━━━ Given text

Students will now be required to stay in South Bend, Ind., where the university is located, until they receive coronavirus test results, before returning to their home communities for the Thanksgiving holiday, Jenkins’s email said. The last day of classes is Nov. 12 and exams will be administered Nov. 16 to 20, according to the university’s academic calendar. Students who do not get tested when prompted by the university or who leave the area before getting tested will have a hold placed on their record, meaning they will not matriculate and cannot register for classes for the spring semester until the hold is lifted, the email said.

“We are now even more concerned about the potential for contagion in your home communities as you prepare to travel home at the end of the semester,” Jenkins said. “Our football team showed us how to finish strong on Saturday night. Please finish this semester strong by wearing a mask, maintaining physical distance, washing your hands and completing your daily health check.”

━━━━━━

== Actions to take ==
**1)** In one to three sentences, explain why a student who leaves the area before getting tested cannot register for spring classes, according to the passage on the university's pre-Thanksgiving testing rules.
**2)** Write a continuation of the passage on the university's pre-Thanksgiving testing rules, beginning after its final sentence.

━━━ Records shown

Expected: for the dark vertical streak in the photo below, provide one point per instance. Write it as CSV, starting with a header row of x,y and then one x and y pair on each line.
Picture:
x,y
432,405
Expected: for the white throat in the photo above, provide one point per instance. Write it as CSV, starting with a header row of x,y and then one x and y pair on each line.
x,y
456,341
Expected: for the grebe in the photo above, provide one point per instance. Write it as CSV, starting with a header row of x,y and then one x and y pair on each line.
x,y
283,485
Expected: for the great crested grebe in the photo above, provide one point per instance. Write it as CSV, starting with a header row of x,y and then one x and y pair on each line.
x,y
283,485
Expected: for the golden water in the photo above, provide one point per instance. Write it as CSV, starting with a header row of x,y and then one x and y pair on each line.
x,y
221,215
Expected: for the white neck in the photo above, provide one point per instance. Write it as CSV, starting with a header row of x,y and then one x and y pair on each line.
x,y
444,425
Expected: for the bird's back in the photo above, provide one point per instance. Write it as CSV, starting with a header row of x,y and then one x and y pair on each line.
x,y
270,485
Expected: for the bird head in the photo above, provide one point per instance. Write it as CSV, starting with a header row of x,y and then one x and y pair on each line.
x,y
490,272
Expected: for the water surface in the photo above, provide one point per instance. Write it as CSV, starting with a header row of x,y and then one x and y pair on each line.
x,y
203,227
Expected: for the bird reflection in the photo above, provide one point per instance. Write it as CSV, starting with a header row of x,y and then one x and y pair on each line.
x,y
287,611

━━━━━━

== Answers ==
**1)** A student who leaves before being tested has a hold placed on their record. Until the hold is lifted, the student will not matriculate and cannot register for spring semester classes.

**2)**
Notre Dame’s football team beat Clemson in double overtime on Saturday night, and students who were at the game in South Bend stormed onto the field in a large crowd to celebrate. Paul Browne, vice president for public affairs and communications, said in an email that students who attended the game were tested for COVID-19 prior to the event and Jenkins’s email on Sunday referred to “large social gatherings of students off campus, mainly before the game, that were problematic.”

Mark Fox, the St. Joseph County deputy health officer, advised the university that the gathering on the field was “not worrisome” because the students were gathered for a short period of time, most were wearing masks and the event was outdoors, Browne wrote. Jenkins himself has been criticized widely for attending a White House event in September where masking and social distancing rules were not followed. Jenkins contracted COVID-19 after the event, which public health officials called a “superspreader” for coronavirus.